◆ **OBJECTIVE**: Change every "hole rule" in the data below to "fill rule" and write the lines out again with nothing else altered.

◆ **DATA FOR THE TASK**:
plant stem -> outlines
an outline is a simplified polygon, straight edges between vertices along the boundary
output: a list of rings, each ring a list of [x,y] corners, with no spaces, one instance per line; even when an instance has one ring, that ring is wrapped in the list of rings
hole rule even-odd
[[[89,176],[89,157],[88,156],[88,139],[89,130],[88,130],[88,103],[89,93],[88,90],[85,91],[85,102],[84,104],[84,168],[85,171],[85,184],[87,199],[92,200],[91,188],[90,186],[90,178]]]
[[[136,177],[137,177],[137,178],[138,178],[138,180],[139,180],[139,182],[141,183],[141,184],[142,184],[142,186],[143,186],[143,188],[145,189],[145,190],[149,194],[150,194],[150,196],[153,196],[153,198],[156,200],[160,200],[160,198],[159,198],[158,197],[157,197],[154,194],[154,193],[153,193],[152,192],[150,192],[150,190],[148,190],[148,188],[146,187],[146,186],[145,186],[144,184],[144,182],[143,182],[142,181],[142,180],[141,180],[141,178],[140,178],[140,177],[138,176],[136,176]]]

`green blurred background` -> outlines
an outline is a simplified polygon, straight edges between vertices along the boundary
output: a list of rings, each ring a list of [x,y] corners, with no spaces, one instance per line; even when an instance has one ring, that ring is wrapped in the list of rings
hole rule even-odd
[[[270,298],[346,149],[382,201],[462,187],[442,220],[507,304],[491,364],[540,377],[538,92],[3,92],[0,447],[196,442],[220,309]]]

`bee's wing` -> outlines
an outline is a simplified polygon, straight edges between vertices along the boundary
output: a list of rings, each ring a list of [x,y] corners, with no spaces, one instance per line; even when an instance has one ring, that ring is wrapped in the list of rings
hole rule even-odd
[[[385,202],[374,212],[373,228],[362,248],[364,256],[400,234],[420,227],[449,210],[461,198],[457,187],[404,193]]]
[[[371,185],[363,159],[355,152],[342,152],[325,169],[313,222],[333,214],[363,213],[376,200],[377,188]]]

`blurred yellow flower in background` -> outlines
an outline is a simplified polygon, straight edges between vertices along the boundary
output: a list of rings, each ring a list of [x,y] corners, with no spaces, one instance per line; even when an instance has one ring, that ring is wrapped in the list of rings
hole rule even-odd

◆ **RESULT OF THE EXERCISE**:
plant stem -> outlines
an outline is a simplified polygon, straight edges between vertices along the boundary
output: a list of rings, each ring a list of [x,y] corners, with no spaces, one instance per line; even when an instance has one ring, that ring is wrapped in the list of rings
fill rule even-odd
[[[89,176],[89,157],[88,156],[88,139],[89,130],[88,130],[88,103],[89,93],[88,90],[85,91],[85,102],[84,104],[84,168],[85,171],[85,184],[87,199],[92,200],[91,188],[90,186],[90,178]]]
[[[136,177],[137,177],[137,178],[138,178],[138,180],[139,180],[139,182],[141,183],[141,184],[142,184],[142,186],[143,186],[143,188],[145,189],[145,190],[149,194],[150,194],[150,196],[153,196],[153,198],[156,200],[160,200],[160,198],[159,198],[158,197],[157,197],[154,194],[154,193],[153,193],[152,192],[150,192],[150,190],[148,190],[148,188],[146,187],[146,186],[145,186],[144,184],[144,182],[143,182],[142,181],[142,180],[141,180],[141,178],[140,178],[140,177],[138,176],[136,176]]]

`green blurred background` -> outlines
an outline is a simplified polygon, straight edges between vertices along the boundary
output: a list of rings, each ring a list of [x,y] corners, with no spaces, one instance per line; even when an instance has one ring, that ring is wrapped in the list of rings
fill rule even-odd
[[[270,298],[346,149],[382,201],[462,187],[442,220],[507,304],[491,364],[540,377],[538,92],[3,92],[0,447],[196,442],[220,309]]]

`bee's wing` -> outlines
an outline is a simplified polygon, straight edges between vertices along the boundary
output: a list of rings, each ring a list of [x,y] corners, with no spaces, one instance per line; even when an instance has one ring, that ring is wrapped in the list of rings
fill rule even-odd
[[[385,202],[374,212],[373,228],[362,248],[364,256],[400,234],[420,227],[449,210],[461,198],[457,187],[404,193]]]
[[[371,185],[363,159],[355,152],[342,152],[325,169],[313,222],[333,214],[363,213],[376,200],[377,188]]]

`blurred yellow flower in background` -> outlines
an outline is a simplified polygon, straight edges between vertices along the boundary
output: a list of rings, each ring a list of [x,y] corners, with no spaces, one instance per line; even when an instance has one ring, that ring is wrapped in the list of rings
fill rule even-odd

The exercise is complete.